*Labels for object points*:

========

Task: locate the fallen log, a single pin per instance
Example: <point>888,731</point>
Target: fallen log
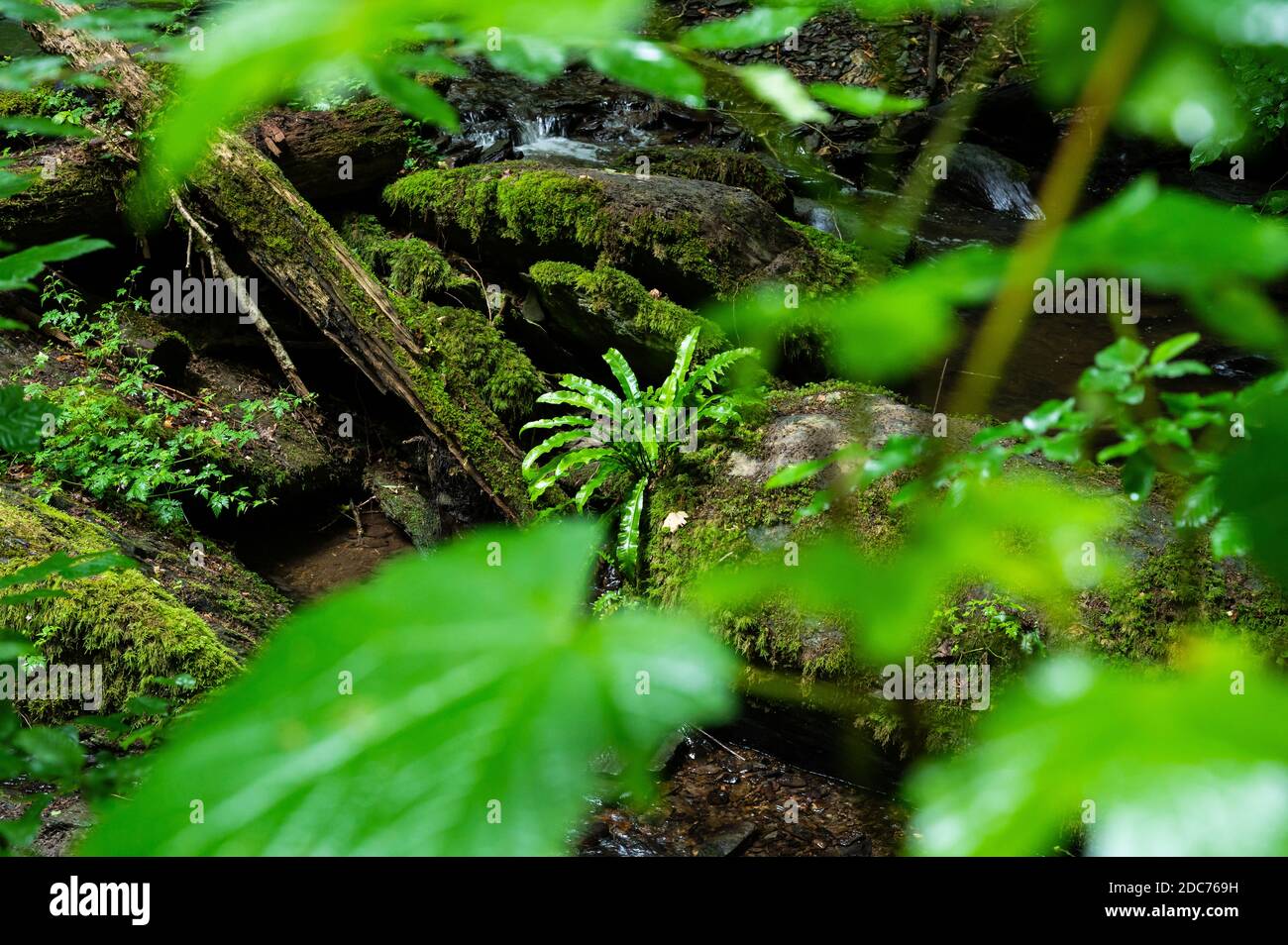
<point>76,183</point>
<point>295,248</point>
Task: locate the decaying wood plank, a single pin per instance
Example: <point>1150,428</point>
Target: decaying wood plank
<point>295,248</point>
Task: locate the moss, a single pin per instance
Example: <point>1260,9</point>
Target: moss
<point>1163,593</point>
<point>541,207</point>
<point>262,218</point>
<point>629,308</point>
<point>123,621</point>
<point>494,366</point>
<point>520,204</point>
<point>408,265</point>
<point>450,395</point>
<point>26,102</point>
<point>835,264</point>
<point>415,269</point>
<point>717,165</point>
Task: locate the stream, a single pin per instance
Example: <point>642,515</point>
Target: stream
<point>784,779</point>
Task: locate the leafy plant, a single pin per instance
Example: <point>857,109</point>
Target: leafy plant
<point>629,435</point>
<point>1159,765</point>
<point>374,724</point>
<point>121,434</point>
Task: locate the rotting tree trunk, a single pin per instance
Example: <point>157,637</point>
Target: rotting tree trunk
<point>78,180</point>
<point>294,246</point>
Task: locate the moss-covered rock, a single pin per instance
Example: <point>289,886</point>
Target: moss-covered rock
<point>404,505</point>
<point>463,339</point>
<point>124,621</point>
<point>492,365</point>
<point>601,308</point>
<point>688,239</point>
<point>1168,586</point>
<point>719,165</point>
<point>408,265</point>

========

*REQUEST*: Reproduce the portion of the material from its beginning through the line containing "<point>121,434</point>", substituting "mark" for every occurrence of "locate" and leaving all else unaltered. Omit the pictures from the reproduction.

*THE REPLY*:
Task: mark the fallen log, a single pin per instance
Example: <point>888,731</point>
Target: fallen log
<point>76,183</point>
<point>295,248</point>
Task: mark the decaying wood plank, a single pin per instance
Example: <point>1150,428</point>
Target: decaying wood plank
<point>295,248</point>
Task: mark the moss, a single pin per instance
Example: <point>1260,9</point>
Target: moss
<point>1163,593</point>
<point>541,207</point>
<point>262,218</point>
<point>629,308</point>
<point>123,621</point>
<point>494,366</point>
<point>520,204</point>
<point>408,265</point>
<point>450,395</point>
<point>26,102</point>
<point>835,264</point>
<point>415,269</point>
<point>717,165</point>
Task: mark the stream, a single pin per instance
Example: <point>642,515</point>
Target: stream
<point>784,779</point>
Task: mark the leafy plant, a single pin per instance
Example: <point>857,109</point>
Target: leafy plant
<point>629,435</point>
<point>1159,765</point>
<point>374,724</point>
<point>121,434</point>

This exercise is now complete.